PAGE>
Are you eager to get your ​little one ​potty ​​​​​trained?

Thinking about how much easier (and economical!) life will be with no more diaper duty can turn even the ​most laid-back parent into an obsessive, aggressive potty-training drill sergeant. And that stinks.

Potty training should be a positive, rewarding experience for you and your toddler, so don't let unrealistic expectations (starting too soon/pushing too fast/insisting on immediate success) clog up the process.

You can help ensure everything flows smoothly by first taking a moment to determine if your child is even ready for potty training. To measure your child's "readiness," look at these behavioral skills and developmental markers:

  • Age
    In our experience, most children become successfully potty trained between the ages of 2 and 3. There are some children who are able to learn earlier due to their physical and cognitive maturity but, in general, most aren't ready until they've blown out at least two candles on their birthday cake. Other indicators include having good motor skills, being able to walk from room to room, being able to pull pants up and down, and getting to the bathroom independently. Also, girls tend to be successfully trained earlier than boys, and older children tend to be trained faster.
  • Bladder Control
    Your child should already be staying dry for several hours at a time, urinating about four to six times a day, and completely emptying her bladder. If she is still wetting a small amount frequently (seven to ten times a day), it may be best to wait.
  • Language skills
    It's important for your child to understand what you say. He should know what you mean when you use words like "wet," "dry," "pants" and "bathroom." Also, he should be able to express his wants and needs to you.

WHAT IS EXPECTED>
Write out word for word the part of the potty-training piece that begins at the words "Are you eager" and stops after "And that stinks.". The rows have nothing to do with the potty-training piece.

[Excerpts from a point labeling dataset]
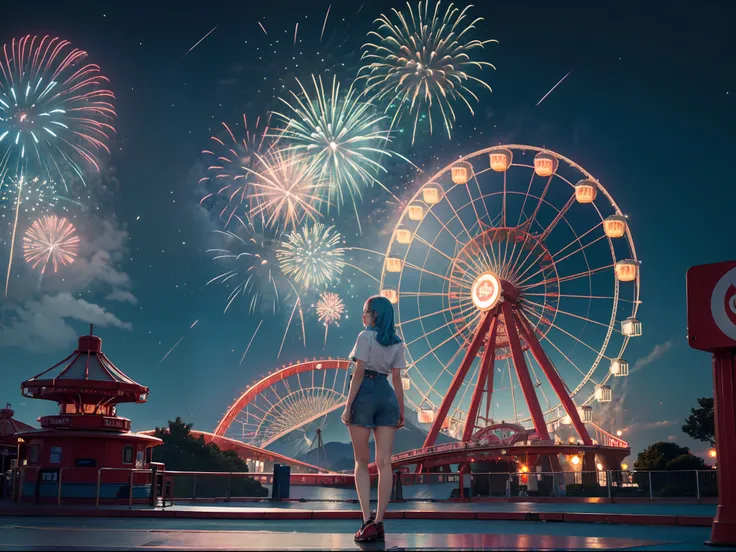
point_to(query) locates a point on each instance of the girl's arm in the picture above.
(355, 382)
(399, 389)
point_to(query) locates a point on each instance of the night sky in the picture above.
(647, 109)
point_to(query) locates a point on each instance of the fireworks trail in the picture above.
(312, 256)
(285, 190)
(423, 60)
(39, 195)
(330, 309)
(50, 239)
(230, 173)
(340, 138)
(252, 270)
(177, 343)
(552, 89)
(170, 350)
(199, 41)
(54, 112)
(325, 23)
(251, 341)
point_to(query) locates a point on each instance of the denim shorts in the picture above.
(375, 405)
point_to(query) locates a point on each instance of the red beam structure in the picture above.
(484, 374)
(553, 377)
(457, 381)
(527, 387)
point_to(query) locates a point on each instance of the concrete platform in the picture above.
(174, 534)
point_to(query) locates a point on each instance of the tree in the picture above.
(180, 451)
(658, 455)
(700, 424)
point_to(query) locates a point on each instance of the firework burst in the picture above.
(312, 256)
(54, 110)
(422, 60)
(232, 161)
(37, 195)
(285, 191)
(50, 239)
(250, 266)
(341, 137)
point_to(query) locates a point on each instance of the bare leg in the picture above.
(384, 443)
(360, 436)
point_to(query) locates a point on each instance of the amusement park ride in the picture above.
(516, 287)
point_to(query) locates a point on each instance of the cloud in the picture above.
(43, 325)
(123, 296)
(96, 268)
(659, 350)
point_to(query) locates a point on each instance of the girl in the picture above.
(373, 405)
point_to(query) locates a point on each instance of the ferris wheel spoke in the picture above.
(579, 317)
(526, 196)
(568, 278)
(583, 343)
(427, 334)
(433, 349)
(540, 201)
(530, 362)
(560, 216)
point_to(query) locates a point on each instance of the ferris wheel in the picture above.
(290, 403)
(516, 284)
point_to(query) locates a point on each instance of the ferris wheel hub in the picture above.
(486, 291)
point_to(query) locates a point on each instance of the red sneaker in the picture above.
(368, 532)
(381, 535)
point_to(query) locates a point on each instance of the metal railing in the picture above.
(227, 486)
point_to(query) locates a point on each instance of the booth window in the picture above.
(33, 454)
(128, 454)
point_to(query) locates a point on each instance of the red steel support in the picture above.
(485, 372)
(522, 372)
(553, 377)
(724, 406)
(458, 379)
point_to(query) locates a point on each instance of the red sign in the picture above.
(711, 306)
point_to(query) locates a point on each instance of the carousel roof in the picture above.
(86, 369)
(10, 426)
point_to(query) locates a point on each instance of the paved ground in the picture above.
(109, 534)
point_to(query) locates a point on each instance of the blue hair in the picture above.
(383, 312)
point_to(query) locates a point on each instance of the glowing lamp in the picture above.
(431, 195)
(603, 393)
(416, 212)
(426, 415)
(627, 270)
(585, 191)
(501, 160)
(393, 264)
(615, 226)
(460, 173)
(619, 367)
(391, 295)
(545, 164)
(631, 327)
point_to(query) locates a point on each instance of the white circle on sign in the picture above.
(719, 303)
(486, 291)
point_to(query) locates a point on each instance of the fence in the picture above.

WRITTEN SOLUTION>
Are you eager to get your ​little one ​potty ​​​​​trained?

Thinking about how much easier (and economical!) life will be with no more diaper duty can turn even the ​most laid-back parent into an obsessive, aggressive potty-training drill sergeant. And that stinks.